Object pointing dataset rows
==========

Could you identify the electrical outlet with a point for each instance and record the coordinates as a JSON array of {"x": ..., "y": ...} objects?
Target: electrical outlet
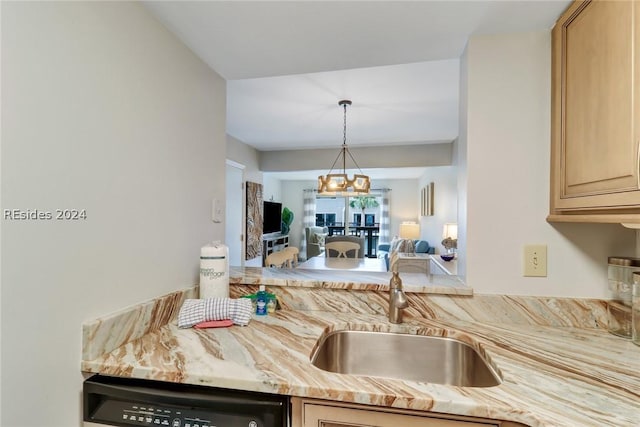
[{"x": 535, "y": 261}]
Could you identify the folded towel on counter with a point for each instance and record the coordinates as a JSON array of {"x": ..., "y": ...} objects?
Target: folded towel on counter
[{"x": 194, "y": 311}]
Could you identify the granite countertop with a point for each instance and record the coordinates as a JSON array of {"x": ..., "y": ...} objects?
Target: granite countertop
[{"x": 552, "y": 376}]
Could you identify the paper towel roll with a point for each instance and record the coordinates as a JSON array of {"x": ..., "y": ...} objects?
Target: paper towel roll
[{"x": 214, "y": 271}]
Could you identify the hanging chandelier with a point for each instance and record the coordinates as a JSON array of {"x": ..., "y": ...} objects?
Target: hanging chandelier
[{"x": 339, "y": 183}]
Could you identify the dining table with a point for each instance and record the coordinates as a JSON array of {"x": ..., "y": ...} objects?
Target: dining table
[{"x": 370, "y": 234}]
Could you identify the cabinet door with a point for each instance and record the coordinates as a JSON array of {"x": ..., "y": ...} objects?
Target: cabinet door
[
  {"x": 331, "y": 416},
  {"x": 310, "y": 413},
  {"x": 596, "y": 108}
]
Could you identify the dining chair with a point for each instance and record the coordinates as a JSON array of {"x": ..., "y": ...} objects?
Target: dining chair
[
  {"x": 280, "y": 259},
  {"x": 341, "y": 248},
  {"x": 293, "y": 252}
]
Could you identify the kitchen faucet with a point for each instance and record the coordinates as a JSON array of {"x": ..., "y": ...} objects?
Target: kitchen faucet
[{"x": 397, "y": 298}]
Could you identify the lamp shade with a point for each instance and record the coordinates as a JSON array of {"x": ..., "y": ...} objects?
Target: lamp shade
[
  {"x": 410, "y": 230},
  {"x": 450, "y": 230}
]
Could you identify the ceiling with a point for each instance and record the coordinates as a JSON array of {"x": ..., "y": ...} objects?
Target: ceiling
[{"x": 288, "y": 63}]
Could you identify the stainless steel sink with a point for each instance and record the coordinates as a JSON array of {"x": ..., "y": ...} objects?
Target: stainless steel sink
[{"x": 408, "y": 357}]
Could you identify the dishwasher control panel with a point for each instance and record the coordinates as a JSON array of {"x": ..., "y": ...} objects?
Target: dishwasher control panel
[
  {"x": 147, "y": 415},
  {"x": 125, "y": 402}
]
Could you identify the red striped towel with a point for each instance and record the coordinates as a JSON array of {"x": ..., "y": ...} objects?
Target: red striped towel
[{"x": 194, "y": 311}]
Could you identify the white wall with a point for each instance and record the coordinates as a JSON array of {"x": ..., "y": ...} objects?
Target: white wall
[
  {"x": 507, "y": 152},
  {"x": 104, "y": 110},
  {"x": 445, "y": 202},
  {"x": 247, "y": 156}
]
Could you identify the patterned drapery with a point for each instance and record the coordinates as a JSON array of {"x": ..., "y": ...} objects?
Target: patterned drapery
[
  {"x": 308, "y": 216},
  {"x": 385, "y": 226}
]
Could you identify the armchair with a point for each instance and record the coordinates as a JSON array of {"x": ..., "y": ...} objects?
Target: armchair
[{"x": 421, "y": 247}]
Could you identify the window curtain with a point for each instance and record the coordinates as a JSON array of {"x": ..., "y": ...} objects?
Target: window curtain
[
  {"x": 385, "y": 221},
  {"x": 308, "y": 216}
]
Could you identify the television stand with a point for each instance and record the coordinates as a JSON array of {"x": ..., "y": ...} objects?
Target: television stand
[{"x": 273, "y": 243}]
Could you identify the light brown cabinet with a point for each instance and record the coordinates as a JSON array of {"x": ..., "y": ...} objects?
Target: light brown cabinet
[
  {"x": 317, "y": 413},
  {"x": 595, "y": 173}
]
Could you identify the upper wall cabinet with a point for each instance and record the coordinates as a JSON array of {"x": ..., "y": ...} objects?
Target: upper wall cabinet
[{"x": 596, "y": 113}]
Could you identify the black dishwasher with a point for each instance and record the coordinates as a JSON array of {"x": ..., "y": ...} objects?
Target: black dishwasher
[{"x": 125, "y": 402}]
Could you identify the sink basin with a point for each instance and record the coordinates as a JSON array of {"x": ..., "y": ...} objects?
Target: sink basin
[{"x": 408, "y": 357}]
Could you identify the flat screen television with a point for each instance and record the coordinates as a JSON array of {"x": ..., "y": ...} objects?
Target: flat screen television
[{"x": 272, "y": 217}]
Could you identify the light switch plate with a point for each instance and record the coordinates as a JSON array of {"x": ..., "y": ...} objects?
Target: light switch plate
[
  {"x": 535, "y": 261},
  {"x": 217, "y": 210}
]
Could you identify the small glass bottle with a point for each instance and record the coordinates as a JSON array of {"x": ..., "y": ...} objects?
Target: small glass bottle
[
  {"x": 261, "y": 301},
  {"x": 635, "y": 310}
]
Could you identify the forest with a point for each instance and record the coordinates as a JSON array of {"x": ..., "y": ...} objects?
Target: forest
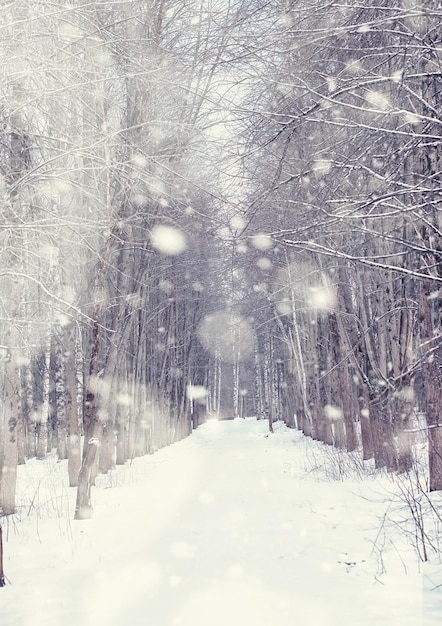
[{"x": 219, "y": 207}]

==========

Quote the records in their entirety, keeping the wording exact and excluding pictures.

Could you identify the electrical outlet with a point for each instance and record the coordinates as a JSON array of {"x": ..., "y": ...} objects?
Target: electrical outlet
[{"x": 535, "y": 261}]
Could you identify the folded towel on counter with a point for each instance and record the coordinates as a JSON array of {"x": ..., "y": ...} objects?
Target: folded towel on counter
[{"x": 194, "y": 311}]
Could you identify the granite countertop with a point for each instance and record the coordinates as a JSON array of {"x": ..., "y": ...} objects?
Target: granite countertop
[{"x": 552, "y": 376}]
Could you identify the paper towel roll with a point for each instance and record the coordinates as a JSON array of {"x": ..., "y": ...} objects?
Target: paper towel roll
[{"x": 214, "y": 271}]
Could you identify the hanging chandelier with a point for each instance and record the coordinates as a JSON array of {"x": ..., "y": ...} objects?
Target: hanging chandelier
[{"x": 339, "y": 183}]
Could you identify the dining table with a point for each instance and record the coordinates as a JSON array of {"x": ..., "y": ...} objects?
Target: dining table
[{"x": 370, "y": 234}]
Could you identify the cabinet door with a point for each instance and record the coordinates as a JSON array of {"x": ..., "y": ...} objects?
Target: cabinet door
[
  {"x": 331, "y": 416},
  {"x": 310, "y": 413},
  {"x": 596, "y": 108}
]
Could you identify the dining chair with a point for each instance and record the coordinates as a JSON array of {"x": ..., "y": ...} objects?
Target: dining chair
[
  {"x": 280, "y": 259},
  {"x": 341, "y": 248},
  {"x": 293, "y": 252}
]
Could you identify the kitchen faucet with a point for each instance and record the coordinates as a JSON array of {"x": ..., "y": ...} objects?
Target: kitchen faucet
[{"x": 397, "y": 298}]
Could you identify the lamp shade with a point for each instance and record the coordinates as a JSON array of {"x": ..., "y": ...} objects?
Target: lamp shade
[
  {"x": 410, "y": 230},
  {"x": 450, "y": 230}
]
Could you identify the ceiling with a point for each instance and record the coordinates as a JSON array of {"x": ..., "y": ...} objects?
Target: ceiling
[{"x": 288, "y": 63}]
Could you identify the stainless steel sink with a point for each instance and record the coordinates as a JSON array of {"x": ..., "y": ...} objects?
Target: stainless steel sink
[{"x": 408, "y": 357}]
Could you identify the dishwasher control panel with a point for each instance and record the coordinates as a JSON array of {"x": ..., "y": ...} objects?
Target: dishwasher control panel
[
  {"x": 147, "y": 415},
  {"x": 125, "y": 402}
]
Could you identify the red striped towel with a point for each instance and record the coordinates as a JSON array of {"x": ..., "y": ...} objects?
Target: red striped towel
[{"x": 194, "y": 311}]
Could you identify the white wall with a point for each instance and record the coordinates as a JSON array of {"x": ..., "y": ...} objects?
Target: white wall
[
  {"x": 507, "y": 152},
  {"x": 104, "y": 110},
  {"x": 445, "y": 202},
  {"x": 247, "y": 156}
]
Could you identify the patterned drapery with a point for each instance and record the coordinates as a JSON array of {"x": ..., "y": ...} objects?
Target: patterned drapery
[
  {"x": 308, "y": 216},
  {"x": 385, "y": 226}
]
Could you identify the armchair with a point for each instance and record the coordinates as a JSON array of {"x": ..., "y": ...} objects?
Target: armchair
[{"x": 421, "y": 247}]
Could you identify the window curtain with a point for each instance and record the coordinates as a JSON array of {"x": ..., "y": ...} objects?
Target: window curtain
[
  {"x": 385, "y": 221},
  {"x": 308, "y": 216}
]
Could you identify the television stand with a point for each instance and record the coordinates as a JSON array of {"x": ..., "y": ...} objects?
Target: television stand
[{"x": 273, "y": 243}]
Could you identify the light brown cabinet with a point for each instance and record the coordinates as a JSON array of {"x": ..., "y": ...} objects?
Target: light brown cabinet
[
  {"x": 317, "y": 413},
  {"x": 595, "y": 173}
]
Could you identify the upper wall cabinet with a point for each instance and record the coordinates as a JSON array of {"x": ..., "y": ...} objects?
Target: upper wall cabinet
[{"x": 596, "y": 113}]
Could you identify the black dishwasher with a point for each instance and record the coordinates as a JSON array of {"x": ..., "y": ...} objects?
Target: black dishwasher
[{"x": 125, "y": 402}]
Could you identify the sink basin with a point for each instance and record the coordinates as a JSON array of {"x": ..., "y": ...} objects?
Target: sink basin
[{"x": 408, "y": 357}]
Could you identify the flat screen television with a point for each instance and record the coordinates as a JSON array of {"x": ..., "y": ...} objects?
Target: flat screen television
[{"x": 272, "y": 217}]
Could you identify the light switch plate with a point for each instance and record the coordinates as a JSON array of {"x": ..., "y": ...} objects?
Target: light switch plate
[
  {"x": 535, "y": 261},
  {"x": 217, "y": 210}
]
Could you identify the small glass bottle with a point for each instance and record the coordinates as a JSON array of {"x": ..., "y": ...} objects?
Target: small glass bottle
[
  {"x": 261, "y": 301},
  {"x": 635, "y": 310}
]
Could you identify the forest with a point for each instance and record the coordinates as a JSON array of {"x": ..., "y": ...} objects?
Target: forest
[{"x": 219, "y": 207}]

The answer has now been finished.